- [EXERCISE OBJECTIVE]:
Every record below should be printed exactly as given.

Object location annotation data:
========================

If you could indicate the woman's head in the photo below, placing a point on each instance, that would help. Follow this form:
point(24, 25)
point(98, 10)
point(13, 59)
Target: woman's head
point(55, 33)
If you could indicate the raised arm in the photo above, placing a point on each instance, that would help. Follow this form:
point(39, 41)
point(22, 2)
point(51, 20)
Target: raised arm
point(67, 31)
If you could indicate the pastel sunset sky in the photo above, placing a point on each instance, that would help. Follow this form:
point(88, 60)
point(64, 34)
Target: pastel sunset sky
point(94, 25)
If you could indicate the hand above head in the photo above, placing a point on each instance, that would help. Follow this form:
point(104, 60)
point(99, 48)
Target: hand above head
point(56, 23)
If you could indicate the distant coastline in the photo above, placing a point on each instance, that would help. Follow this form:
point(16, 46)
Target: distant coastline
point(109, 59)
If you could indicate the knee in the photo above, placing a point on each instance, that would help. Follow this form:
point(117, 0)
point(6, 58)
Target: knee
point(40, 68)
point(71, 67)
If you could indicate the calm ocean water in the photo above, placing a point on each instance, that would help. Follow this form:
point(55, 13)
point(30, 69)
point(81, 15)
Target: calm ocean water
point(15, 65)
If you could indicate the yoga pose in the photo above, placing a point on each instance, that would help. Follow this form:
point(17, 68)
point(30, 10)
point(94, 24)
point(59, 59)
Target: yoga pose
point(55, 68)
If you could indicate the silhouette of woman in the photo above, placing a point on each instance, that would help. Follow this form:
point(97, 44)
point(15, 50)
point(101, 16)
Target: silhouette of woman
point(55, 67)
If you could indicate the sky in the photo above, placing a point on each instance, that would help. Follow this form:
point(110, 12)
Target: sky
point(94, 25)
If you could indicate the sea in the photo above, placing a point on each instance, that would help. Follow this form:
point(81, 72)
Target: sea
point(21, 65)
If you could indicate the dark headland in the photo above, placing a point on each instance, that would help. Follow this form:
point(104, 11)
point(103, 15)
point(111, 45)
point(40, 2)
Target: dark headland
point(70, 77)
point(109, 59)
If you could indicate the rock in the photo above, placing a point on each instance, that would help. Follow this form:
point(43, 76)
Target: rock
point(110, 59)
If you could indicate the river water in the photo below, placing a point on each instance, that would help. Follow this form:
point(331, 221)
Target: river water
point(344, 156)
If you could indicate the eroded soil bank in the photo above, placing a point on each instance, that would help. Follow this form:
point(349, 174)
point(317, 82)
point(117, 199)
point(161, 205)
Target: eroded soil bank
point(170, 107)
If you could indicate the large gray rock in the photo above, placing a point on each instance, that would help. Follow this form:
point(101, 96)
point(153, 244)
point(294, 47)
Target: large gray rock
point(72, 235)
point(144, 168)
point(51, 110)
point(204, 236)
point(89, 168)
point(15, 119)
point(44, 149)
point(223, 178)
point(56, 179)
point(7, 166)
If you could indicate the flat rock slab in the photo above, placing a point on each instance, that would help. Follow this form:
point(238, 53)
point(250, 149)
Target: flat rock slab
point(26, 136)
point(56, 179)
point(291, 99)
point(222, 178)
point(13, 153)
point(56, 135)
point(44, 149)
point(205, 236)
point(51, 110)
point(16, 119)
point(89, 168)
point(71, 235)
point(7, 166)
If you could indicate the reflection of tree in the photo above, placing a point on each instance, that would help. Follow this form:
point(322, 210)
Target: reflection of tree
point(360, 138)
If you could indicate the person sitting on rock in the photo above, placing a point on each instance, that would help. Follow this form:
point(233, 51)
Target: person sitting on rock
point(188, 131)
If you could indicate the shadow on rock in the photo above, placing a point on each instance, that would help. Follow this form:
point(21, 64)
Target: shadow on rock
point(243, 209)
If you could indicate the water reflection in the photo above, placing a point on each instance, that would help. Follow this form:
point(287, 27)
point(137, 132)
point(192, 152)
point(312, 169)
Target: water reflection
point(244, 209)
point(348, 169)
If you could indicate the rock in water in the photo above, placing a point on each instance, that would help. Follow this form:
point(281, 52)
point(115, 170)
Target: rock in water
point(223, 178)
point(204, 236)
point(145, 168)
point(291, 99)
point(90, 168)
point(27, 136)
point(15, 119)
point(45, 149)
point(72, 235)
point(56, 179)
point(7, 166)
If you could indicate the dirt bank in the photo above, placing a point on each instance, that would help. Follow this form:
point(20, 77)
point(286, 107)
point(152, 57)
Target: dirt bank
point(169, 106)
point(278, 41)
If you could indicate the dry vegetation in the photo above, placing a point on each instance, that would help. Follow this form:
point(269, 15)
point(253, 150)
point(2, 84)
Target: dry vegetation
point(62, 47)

========================

- [REPLY TO THE TASK]:
If you could indicate the woman's head in the photo below, placing a point on each instance, that would help. Follow this form:
point(24, 25)
point(98, 10)
point(13, 59)
Target: woman's head
point(55, 33)
If you could indicate the raised arm in the photo above, placing a point on each instance, that would help. Follow this form:
point(39, 41)
point(22, 2)
point(51, 20)
Target: raised arm
point(67, 31)
If you could indicate the pastel sunset sky in the photo above, placing a point on each instance, that would help. Follow this form:
point(88, 60)
point(64, 34)
Target: pastel sunset sky
point(94, 25)
If you could indicate the hand above head in the photo above, placing a point on each instance, that would help. Follow this form:
point(104, 60)
point(99, 48)
Target: hand above head
point(56, 23)
If you could indicate the distant coastline in the photo above, placing a point on each instance, that would help. Follow this form:
point(16, 46)
Target: distant coastline
point(109, 59)
If you could indicate the knee in the photo above, placing a point on each instance, that would help. Follow this form:
point(117, 0)
point(6, 58)
Target: knee
point(40, 68)
point(71, 67)
If you could indicate the calm ocean water in the photo above, placing a point on each instance, that would help. Follow this form:
point(55, 13)
point(30, 69)
point(81, 15)
Target: calm ocean water
point(15, 65)
If you could indicate the yoga pose in the photo above, placing a point on each instance, that would help. Follow this form:
point(17, 68)
point(30, 10)
point(94, 24)
point(59, 59)
Target: yoga pose
point(55, 68)
If you could indicate the silhouette of woman in the photo above, placing a point on each instance, that would help. Follow this form:
point(97, 44)
point(15, 50)
point(101, 16)
Target: silhouette of woman
point(55, 67)
If you could indicate the sky in the photo above, placing a point on each instance, that would help. Follow this form:
point(110, 12)
Target: sky
point(94, 25)
If you could indicate the sea in the photo above, placing a point on each instance, that would help. Follow this form:
point(81, 72)
Target: sea
point(21, 65)
If you could indicate the dark headland in the photo above, placing a point on each instance, that would help. Follow this form:
point(104, 11)
point(103, 15)
point(111, 45)
point(40, 2)
Target: dark headland
point(70, 77)
point(109, 59)
If you could indicate the rock in the photo above, placing a point on each instance, that would help. Follow this form:
point(43, 76)
Target: rock
point(110, 59)
If you could indicate the river water in the photo below, placing a point on each instance, that would help. Follow this form:
point(331, 221)
Target: river water
point(344, 156)
If you could indicate the eroded soil bank in the photo above, placing a point on each instance, that would help. Follow this form:
point(349, 174)
point(317, 82)
point(117, 199)
point(161, 205)
Target: eroded soil bank
point(170, 107)
If you could indicate the large gray rock in the photo above, placing a point on each instance, that would help. Follow this form:
point(101, 96)
point(153, 244)
point(294, 47)
Target: large gray rock
point(72, 235)
point(144, 168)
point(51, 110)
point(204, 236)
point(89, 168)
point(15, 119)
point(44, 149)
point(223, 178)
point(56, 179)
point(7, 166)
If you could indicate the flat rock slab in the photo above, placing a point on each instance, that would help. Follow this form:
point(238, 53)
point(250, 149)
Target: flat rock slab
point(26, 136)
point(56, 179)
point(291, 99)
point(222, 178)
point(13, 153)
point(56, 135)
point(44, 149)
point(205, 236)
point(51, 110)
point(16, 119)
point(89, 168)
point(71, 235)
point(7, 166)
If you could indicate the reflection of tree in the photo above, placing a point on each instance, that would help. Follow this form:
point(322, 210)
Target: reflection of tree
point(360, 138)
If you could indicate the person sitting on rock in the photo above, placing a point on each instance, that would help. Follow this form:
point(233, 51)
Target: person sitting on rock
point(188, 131)
If you could indicate the shadow on rock in the photo above, placing a point on each instance, that would help. Follow this form:
point(21, 64)
Target: shadow on rock
point(243, 209)
If you could indicate the water reflection in the photo above, placing a point on each instance, that would help. Follow this form:
point(287, 27)
point(137, 132)
point(192, 152)
point(312, 169)
Target: water reflection
point(244, 209)
point(348, 169)
If you could indicate the rock in water in the photo above, placing a point on each instance, that would help. Follow this form:
point(281, 52)
point(115, 170)
Target: rock in water
point(223, 178)
point(204, 236)
point(145, 168)
point(291, 99)
point(90, 168)
point(27, 136)
point(15, 119)
point(45, 149)
point(72, 235)
point(56, 179)
point(7, 166)
If you could indicate the dirt bank in the photo above, placing a point on each instance, that would help. Follow this form:
point(20, 77)
point(286, 107)
point(152, 57)
Target: dirt bank
point(169, 106)
point(278, 41)
If you could indicate the dry vegetation in the photo above, placing a point on each instance, that would help. Follow this form:
point(269, 15)
point(253, 150)
point(2, 84)
Target: dry vegetation
point(62, 47)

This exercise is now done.